* TASK PROMPT
Please retype the listing exactly as it appears, skipping each picture.

* THE INPUT
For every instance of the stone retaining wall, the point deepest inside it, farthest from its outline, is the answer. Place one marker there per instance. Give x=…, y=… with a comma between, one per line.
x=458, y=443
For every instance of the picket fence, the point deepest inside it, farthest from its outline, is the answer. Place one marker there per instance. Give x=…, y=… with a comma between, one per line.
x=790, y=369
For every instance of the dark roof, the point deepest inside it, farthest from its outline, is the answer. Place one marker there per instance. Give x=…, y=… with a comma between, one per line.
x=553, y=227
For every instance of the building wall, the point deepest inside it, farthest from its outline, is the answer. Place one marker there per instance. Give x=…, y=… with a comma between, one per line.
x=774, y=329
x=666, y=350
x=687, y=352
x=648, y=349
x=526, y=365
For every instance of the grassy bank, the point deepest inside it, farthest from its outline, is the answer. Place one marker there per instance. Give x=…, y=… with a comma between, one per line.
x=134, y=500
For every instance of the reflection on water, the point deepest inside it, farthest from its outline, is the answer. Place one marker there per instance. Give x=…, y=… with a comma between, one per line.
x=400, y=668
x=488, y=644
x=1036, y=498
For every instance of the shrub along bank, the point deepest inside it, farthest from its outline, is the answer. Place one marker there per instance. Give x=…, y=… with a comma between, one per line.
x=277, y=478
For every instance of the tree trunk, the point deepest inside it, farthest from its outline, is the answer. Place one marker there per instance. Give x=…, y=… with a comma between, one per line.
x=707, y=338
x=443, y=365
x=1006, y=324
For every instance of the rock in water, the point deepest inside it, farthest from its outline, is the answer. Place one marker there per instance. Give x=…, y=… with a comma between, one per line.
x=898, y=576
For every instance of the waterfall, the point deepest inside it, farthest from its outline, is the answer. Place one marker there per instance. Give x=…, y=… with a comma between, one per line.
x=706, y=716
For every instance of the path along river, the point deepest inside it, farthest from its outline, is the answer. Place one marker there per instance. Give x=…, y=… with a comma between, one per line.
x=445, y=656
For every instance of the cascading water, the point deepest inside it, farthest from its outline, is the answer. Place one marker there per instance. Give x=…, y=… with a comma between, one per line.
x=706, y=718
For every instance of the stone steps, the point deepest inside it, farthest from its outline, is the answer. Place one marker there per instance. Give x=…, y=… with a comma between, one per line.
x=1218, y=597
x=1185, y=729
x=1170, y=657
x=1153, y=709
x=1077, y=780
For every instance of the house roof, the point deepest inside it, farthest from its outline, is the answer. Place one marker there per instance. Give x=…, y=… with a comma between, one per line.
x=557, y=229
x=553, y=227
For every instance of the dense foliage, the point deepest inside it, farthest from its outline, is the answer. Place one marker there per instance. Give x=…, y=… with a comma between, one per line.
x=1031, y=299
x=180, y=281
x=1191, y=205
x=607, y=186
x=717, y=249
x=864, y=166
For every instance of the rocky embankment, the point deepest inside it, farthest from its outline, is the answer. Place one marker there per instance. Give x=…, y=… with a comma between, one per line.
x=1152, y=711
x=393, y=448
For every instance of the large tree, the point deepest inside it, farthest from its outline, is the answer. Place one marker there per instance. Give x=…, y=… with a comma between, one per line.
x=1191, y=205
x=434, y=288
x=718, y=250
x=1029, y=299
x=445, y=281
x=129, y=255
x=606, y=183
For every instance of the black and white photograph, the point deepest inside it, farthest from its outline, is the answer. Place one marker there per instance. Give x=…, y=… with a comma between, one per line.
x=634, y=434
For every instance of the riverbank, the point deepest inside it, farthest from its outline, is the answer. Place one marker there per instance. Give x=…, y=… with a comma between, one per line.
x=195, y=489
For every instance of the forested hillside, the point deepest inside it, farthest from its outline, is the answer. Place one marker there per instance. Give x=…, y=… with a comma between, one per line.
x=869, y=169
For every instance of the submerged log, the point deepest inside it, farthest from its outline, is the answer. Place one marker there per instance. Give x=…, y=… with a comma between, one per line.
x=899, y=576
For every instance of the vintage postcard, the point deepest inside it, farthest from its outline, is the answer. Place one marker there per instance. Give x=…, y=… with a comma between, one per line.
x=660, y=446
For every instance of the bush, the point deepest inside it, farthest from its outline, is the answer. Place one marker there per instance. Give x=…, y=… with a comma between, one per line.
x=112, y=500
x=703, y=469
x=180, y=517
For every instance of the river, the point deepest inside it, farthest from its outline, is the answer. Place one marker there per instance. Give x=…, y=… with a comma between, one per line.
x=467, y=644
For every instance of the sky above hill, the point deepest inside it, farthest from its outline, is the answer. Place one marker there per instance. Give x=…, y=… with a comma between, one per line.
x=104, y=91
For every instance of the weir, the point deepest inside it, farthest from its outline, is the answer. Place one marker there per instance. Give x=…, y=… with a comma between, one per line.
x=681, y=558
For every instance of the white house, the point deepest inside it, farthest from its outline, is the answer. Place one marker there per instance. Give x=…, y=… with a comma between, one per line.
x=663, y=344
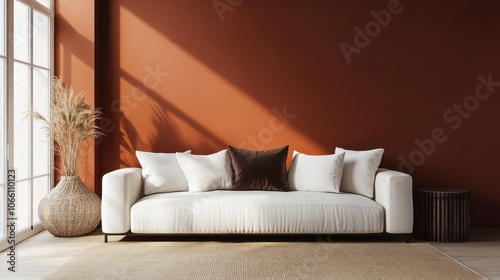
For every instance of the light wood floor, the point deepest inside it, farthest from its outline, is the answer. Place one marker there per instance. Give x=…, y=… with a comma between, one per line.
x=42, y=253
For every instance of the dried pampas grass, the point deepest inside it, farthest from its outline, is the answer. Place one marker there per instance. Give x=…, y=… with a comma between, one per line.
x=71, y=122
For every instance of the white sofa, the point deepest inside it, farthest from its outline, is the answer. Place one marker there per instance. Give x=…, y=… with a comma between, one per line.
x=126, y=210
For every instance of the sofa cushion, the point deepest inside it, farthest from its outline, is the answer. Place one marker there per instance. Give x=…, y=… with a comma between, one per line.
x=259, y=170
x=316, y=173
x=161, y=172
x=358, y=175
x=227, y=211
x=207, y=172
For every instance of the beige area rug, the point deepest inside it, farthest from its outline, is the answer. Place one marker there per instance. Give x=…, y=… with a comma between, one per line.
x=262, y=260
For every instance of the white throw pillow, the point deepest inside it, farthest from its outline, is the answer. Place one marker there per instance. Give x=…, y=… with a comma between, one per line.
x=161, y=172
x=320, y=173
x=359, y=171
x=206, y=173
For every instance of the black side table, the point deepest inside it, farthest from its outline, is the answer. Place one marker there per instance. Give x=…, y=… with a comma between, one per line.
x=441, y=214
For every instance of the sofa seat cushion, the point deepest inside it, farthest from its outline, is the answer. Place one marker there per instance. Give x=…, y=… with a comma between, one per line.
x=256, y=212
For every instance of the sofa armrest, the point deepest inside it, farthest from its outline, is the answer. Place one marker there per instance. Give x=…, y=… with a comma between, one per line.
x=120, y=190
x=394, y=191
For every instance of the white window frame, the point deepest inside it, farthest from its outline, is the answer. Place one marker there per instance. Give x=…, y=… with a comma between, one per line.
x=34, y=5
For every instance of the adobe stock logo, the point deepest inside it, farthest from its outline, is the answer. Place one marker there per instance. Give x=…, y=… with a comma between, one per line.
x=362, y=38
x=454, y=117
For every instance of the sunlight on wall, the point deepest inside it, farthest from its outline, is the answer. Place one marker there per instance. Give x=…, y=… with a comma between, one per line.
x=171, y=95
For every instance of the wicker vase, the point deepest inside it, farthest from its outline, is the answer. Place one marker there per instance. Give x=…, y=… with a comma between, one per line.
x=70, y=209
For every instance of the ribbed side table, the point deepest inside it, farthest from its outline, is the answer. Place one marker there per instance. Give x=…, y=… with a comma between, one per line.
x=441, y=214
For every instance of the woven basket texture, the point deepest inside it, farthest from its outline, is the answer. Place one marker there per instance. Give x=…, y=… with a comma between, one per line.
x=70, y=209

* COMPLETED TASK
For every instance of the stone retaining wall, the point deepest inside it, farthest from its outline, is the answer. Place one marker there per instance. Give x=…, y=… with a comma between, one per line.
x=458, y=443
For every instance of the picket fence, the point deepest inside it, farthest from its outline, is the answer. Place one marker there per instance. Give x=…, y=… with a comma between, one per line.
x=790, y=369
For every instance of the dark roof, the point deepest inside it, farthest from its outline, is the answer. Place one marker there per instance. Give x=…, y=… with a comma between, one per line.
x=553, y=227
For every instance of the building wall, the point deepest inside it, farthest from its outline, is the answer. Place one marker there per instance. Give x=…, y=… with a comma between, one per line.
x=774, y=329
x=666, y=350
x=687, y=352
x=648, y=349
x=526, y=365
For every instance of the grassy bank, the point deepest inside it, farthest from its outline, is the answer. Place one marker there per instance. Give x=…, y=… with a comma between, one per line.
x=134, y=500
For every instance of the reflection on water, the point deepest inside it, farthest from its outline, is the answer. Place one marker there per instance. Give x=…, y=… with a comma between, one per line.
x=400, y=668
x=488, y=644
x=1036, y=498
For every instance of the shrub along bank, the point deepest inside it, farthest from its outline, is the answer. Place one marker there per instance. Give x=…, y=… with a comma between, one per line.
x=277, y=478
For every instance of the tree trunk, the point deepest inside it, farthest from its outline, is the answer. Place one marker there per instance. Give x=…, y=… with a comma between, one per line.
x=707, y=338
x=443, y=365
x=1006, y=324
For every instance of the rock in water, the point deepest inside it, farthest from its outline, is the answer. Place one marker there per instance. Give x=…, y=… with a comma between, one per line.
x=898, y=576
For every instance of the waterfall, the point deepest inside it, farthest from its outline, is the answer. Place one marker there per instance. Give x=…, y=… with a comma between, one per line.
x=706, y=716
For every instance of the path along river, the point deepest inside it, farthest from its outline, is the answer. Place one marker there per instance. Give x=…, y=… with a comma between, one per line.
x=445, y=656
For every instance of the cascading water, the point deepest inside it, farthest from its outline, is the answer. Place one marker there per instance. Give x=…, y=… with a comma between, one per line.
x=706, y=718
For every instance of the stone steps, the point deepest inside it, farthest from its outline, is the answer. Place one marker there per instance. Give x=…, y=… with a comma between, one per line.
x=1218, y=597
x=1185, y=729
x=1170, y=657
x=1153, y=709
x=1077, y=780
For every instance of the house roof, the point deepest inside it, farthest from its outline, is the answer. Place one marker there per instance. Give x=…, y=… with a comma between, one per line.
x=557, y=229
x=553, y=227
For every instance of the dense foliage, the point deepest inside it, farthest from its outline, is the answer. Place one marker there per instance. Give x=…, y=… with a comma between, one per line.
x=1031, y=299
x=180, y=281
x=1191, y=205
x=607, y=186
x=717, y=249
x=864, y=166
For every instance of the rocky embankment, the point deepest inside it, farthest from its outline, is the answer. Place one marker there per instance. Give x=…, y=… with a comma between, one per line.
x=1152, y=711
x=393, y=448
For every instance of the large tree, the point deepest inside it, farthest from its outline, is the answer. Place one marker there per instance. Give x=…, y=… with a comma between, one per line.
x=1191, y=205
x=434, y=288
x=718, y=250
x=1029, y=299
x=445, y=281
x=129, y=255
x=606, y=183
For every instance of the black and white photograph, the point deepest inside it, farthest from its outline, is the answer. Place one marker there per instance. Give x=…, y=… with a comma between, one per line.
x=634, y=434
For every instance of the riverbank, the point deepest inside it, farthest from its outline, is the answer. Place one marker there per instance. Give x=…, y=… with a comma between, one per line.
x=195, y=489
For every instance of the forested hillside, the point deepest inside it, farthest from its outline, is the answer. Place one marker there per instance. Give x=…, y=… with a comma between, one per line.
x=869, y=169
For every instance of the submerged log, the point deepest inside it, farthest from its outline, is the answer. Place one marker there per instance. Give x=…, y=… with a comma between, one per line.
x=899, y=576
For every instance of the vintage postcard, the point deepest inside it, farthest from its outline, is the answer. Place one marker there per instance. Give x=…, y=… with a comma between, one per line.
x=660, y=446
For every instance of the bush, the point deepest inside it, farthest from its outline, is the answer. Place one marker there per instance. Give x=…, y=… with a comma between, one per line.
x=112, y=500
x=703, y=469
x=180, y=517
For every instance of the river, the point deepest inside it, farthest from its outline, is the answer. Place one marker there per instance. Give x=…, y=… with a comma between, one per line.
x=467, y=644
For every instance of the sky above hill, the point deepest inside it, farthest from its outline, is the answer. Place one marker there per instance. Give x=…, y=… with a comma between, one per line.
x=104, y=91
For every instance of the weir, the point deepest inside it, farthest from its outline, is the answer. Place one marker there per instance. Give x=…, y=… with a comma between, one per line.
x=681, y=558
For every instance of the white house, the point deepest inside it, farthest from its outline, is the answer. Place one marker there per instance. Give x=…, y=… with a comma between, one per line.
x=663, y=344
For every instance of the light wood floor, the point deepest inside it, farthest from its outline, is the answer. Place one marker there per instance. Give x=…, y=… with a comma between, one per line.
x=42, y=253
For every instance of the dried pampas grass, the point deepest inside it, farthest from its outline, is the answer. Place one marker there per instance. Give x=…, y=… with a comma between, one per line.
x=71, y=122
For every instance of the white sofa, the point deepest inside it, farthest from its outline, is the answer. Place one marker there per instance. Give x=…, y=… with a comma between, one per line.
x=126, y=210
For every instance of the sofa cushion, the point deepest inside it, farthest from its outline, is the answer. Place one marker there per instance. Give x=…, y=… with a comma between, one per line.
x=259, y=170
x=316, y=173
x=161, y=172
x=358, y=175
x=227, y=211
x=207, y=172
For every instance of the beige area rug, the point deepest inside it, farthest from its outline, is the answer. Place one marker there per instance. Give x=…, y=… with a comma between, one per line.
x=262, y=260
For every instance of the white throw pillow, the point deepest inside it, farthest from its outline, is the answer. Place one marker there per instance. Give x=…, y=… with a comma between, one per line.
x=161, y=172
x=320, y=173
x=359, y=171
x=206, y=173
For every instance of the black side table, the point deepest inside it, farthest from its outline, is the answer. Place one marker there per instance. Give x=…, y=… with a comma between, one per line.
x=441, y=214
For every instance of the sofa seat cushion, the point deepest inside it, farthest from its outline, is the answer. Place one marker there per instance. Give x=…, y=… with a comma between, one per line.
x=256, y=212
For every instance of the sofa armrest, the point deepest inside it, farthest from its outline, is the answer. Place one marker there per instance. Give x=…, y=… with a comma between, one per line.
x=120, y=190
x=394, y=191
For every instance of the white window frame, the point deepest inside it, farthest from its outline, is the answer. Place one marker there per instance. Give x=…, y=… with a comma between, one per line.
x=34, y=5
For every instance of the adobe stock logo, the point deepest inside it, farthest from its outline, is the answer. Place one marker there per instance. Give x=…, y=… with a comma between, one per line.
x=362, y=38
x=454, y=117
For every instance of the sunlight on wall, the point deepest inside it, farthest from its outline, is the answer. Place one marker there per instance. Give x=…, y=… with a comma between, one per line.
x=171, y=95
For every instance of the wicker vase, the point deepest inside it, farthest from its outline, is the answer. Place one marker there per instance. Give x=…, y=… with a comma between, one per line.
x=70, y=209
For every instance of the ribbed side table, the point deepest inside it, farthest from its outline, is the answer. Place one marker there per instance. Give x=…, y=… with a comma between, one per line.
x=441, y=214
For every instance of the woven basket texture, the point deepest inside it, farthest from its outline, is the answer. Place one marker there per instance. Give x=…, y=… with a comma between, one per line.
x=70, y=209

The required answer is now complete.